## Task statement
Copy every record below, exactly as written.

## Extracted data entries
------------------------------------------------------------

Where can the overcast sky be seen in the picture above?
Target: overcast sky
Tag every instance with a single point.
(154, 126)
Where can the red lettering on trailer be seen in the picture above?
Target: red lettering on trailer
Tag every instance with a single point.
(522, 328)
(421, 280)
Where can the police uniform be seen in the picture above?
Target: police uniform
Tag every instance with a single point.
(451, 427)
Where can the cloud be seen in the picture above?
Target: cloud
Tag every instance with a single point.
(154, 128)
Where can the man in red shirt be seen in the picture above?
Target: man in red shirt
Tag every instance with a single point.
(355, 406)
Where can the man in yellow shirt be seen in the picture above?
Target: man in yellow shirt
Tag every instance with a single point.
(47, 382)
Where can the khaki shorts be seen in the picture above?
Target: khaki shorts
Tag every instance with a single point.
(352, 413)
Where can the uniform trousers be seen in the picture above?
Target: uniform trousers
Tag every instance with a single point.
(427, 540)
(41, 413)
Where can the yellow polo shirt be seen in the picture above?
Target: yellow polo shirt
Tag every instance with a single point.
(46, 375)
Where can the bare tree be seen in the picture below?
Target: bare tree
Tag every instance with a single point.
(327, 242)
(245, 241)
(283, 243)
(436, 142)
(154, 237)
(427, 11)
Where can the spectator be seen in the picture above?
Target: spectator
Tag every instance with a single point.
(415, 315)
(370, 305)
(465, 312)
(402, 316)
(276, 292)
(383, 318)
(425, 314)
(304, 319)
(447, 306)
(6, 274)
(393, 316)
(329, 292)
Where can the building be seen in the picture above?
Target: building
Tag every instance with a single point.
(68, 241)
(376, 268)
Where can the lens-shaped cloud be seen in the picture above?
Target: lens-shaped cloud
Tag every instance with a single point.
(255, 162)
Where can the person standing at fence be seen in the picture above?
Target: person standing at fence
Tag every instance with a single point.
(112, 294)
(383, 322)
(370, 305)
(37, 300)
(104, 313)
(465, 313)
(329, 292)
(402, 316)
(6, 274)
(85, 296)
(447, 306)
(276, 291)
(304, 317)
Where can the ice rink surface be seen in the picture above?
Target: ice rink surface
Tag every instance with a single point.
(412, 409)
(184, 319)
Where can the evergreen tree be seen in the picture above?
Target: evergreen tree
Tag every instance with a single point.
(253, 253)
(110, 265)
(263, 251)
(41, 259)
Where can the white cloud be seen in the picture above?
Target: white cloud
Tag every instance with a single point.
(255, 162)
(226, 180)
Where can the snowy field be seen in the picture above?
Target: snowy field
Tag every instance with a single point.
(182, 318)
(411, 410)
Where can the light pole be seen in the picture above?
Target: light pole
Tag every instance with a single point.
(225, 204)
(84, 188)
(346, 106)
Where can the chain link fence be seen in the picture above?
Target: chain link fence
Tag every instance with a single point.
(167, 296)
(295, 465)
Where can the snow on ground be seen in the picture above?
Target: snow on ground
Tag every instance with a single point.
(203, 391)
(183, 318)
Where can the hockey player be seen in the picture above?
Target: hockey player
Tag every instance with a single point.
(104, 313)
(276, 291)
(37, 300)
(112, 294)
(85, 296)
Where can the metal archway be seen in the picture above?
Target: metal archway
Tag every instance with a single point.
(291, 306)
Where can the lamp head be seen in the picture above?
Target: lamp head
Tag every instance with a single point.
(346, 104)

------------------------------------------------------------

## Correct result
Where can the overcast sky be seen in the picture above?
Target: overcast sky
Tag every instance with a single point.
(154, 126)
Where can the red lettering on trailer be seen in the picture above?
Target: red lettering on trailer
Tag every instance with a single point.
(522, 328)
(421, 280)
Where can the police uniform be seen in the picture above?
Target: police uniform
Tag every instance with a single point.
(451, 427)
Where can the cloud be seen in the picture above?
Target: cloud
Tag every instance with a single point.
(154, 128)
Where can the man in red shirt be seen in the picture above?
Target: man in red shirt
Tag every instance with a single point.
(355, 406)
Where can the man in yellow shirt be seen in the picture above?
Target: man in yellow shirt
Tag every instance with a single point.
(47, 382)
Where can the khaki shorts be seen in the picture above?
Target: khaki shorts
Tag every instance with a single point.
(352, 413)
Where can the uniform trousers be seen in the picture above?
Target: uniform trousers
Tag every instance with a single point.
(427, 540)
(41, 413)
Where can the yellow polo shirt be seen in the picture above?
Target: yellow polo shirt
Tag every instance with a single point.
(46, 375)
Where can the bare tree be seen in the picture below?
Target: bare tree
Tag every instance with a single point.
(327, 242)
(245, 241)
(283, 243)
(436, 142)
(154, 237)
(427, 11)
Where can the spectator be seen in the picture above?
Target: spectator
Tag every instance with a single point.
(415, 315)
(370, 305)
(465, 312)
(402, 316)
(276, 292)
(383, 318)
(425, 314)
(304, 319)
(447, 306)
(6, 274)
(393, 316)
(329, 292)
Where can the building be seen in the picture above?
Target: building
Tag every instance with a single point.
(68, 241)
(376, 268)
Where can the lens-shaped cloud be seen in the picture above?
Target: lens-shaped cloud
Tag every instance with a single point.
(255, 162)
Where can the person standing at fence be seen in the picture above?
Target: person standing at fence
Tag every instance with a single point.
(112, 294)
(383, 322)
(370, 305)
(37, 300)
(104, 313)
(465, 313)
(329, 292)
(402, 316)
(6, 274)
(85, 296)
(447, 306)
(276, 291)
(304, 317)
Where can the ice rink surface be seen in the picture above?
Target: ice rink surface
Tag every instance with a single point.
(412, 409)
(184, 319)
Where can the evergreen tree be seen in the picture above?
Target: evergreen tree
Tag every instance with a single point.
(253, 253)
(110, 265)
(263, 251)
(41, 259)
Where can the white cloud be seen in the picture above?
Target: white cloud
Tag every instance with a single point.
(255, 162)
(226, 180)
Where can the snowy field be seen in the picture above?
Target: snowy field
Tag every instance with a single point.
(182, 318)
(411, 410)
Where can the light pole be seen in the picture above?
Target: light pole
Tag every instance with a single point.
(225, 204)
(84, 188)
(346, 106)
Where can the chain link fence be seen in the picture above?
Target: chain link fence
Tag every instance with a single point.
(167, 296)
(295, 465)
Where can the snow on ground be seen in the picture above?
Target: snow on ground
Tag every instance with a single point.
(203, 391)
(183, 318)
Where can the hockey player be seen in the picture above?
Target: hockey player
Tag every instance with a single point.
(104, 313)
(276, 291)
(37, 300)
(112, 294)
(85, 296)
Where can the metal archway be seen in the picture above?
Target: metal archway
Tag every instance with a single point.
(291, 306)
Where can the lamp head be seen in the picture above?
Target: lamp head
Tag every instance with a single point.
(346, 104)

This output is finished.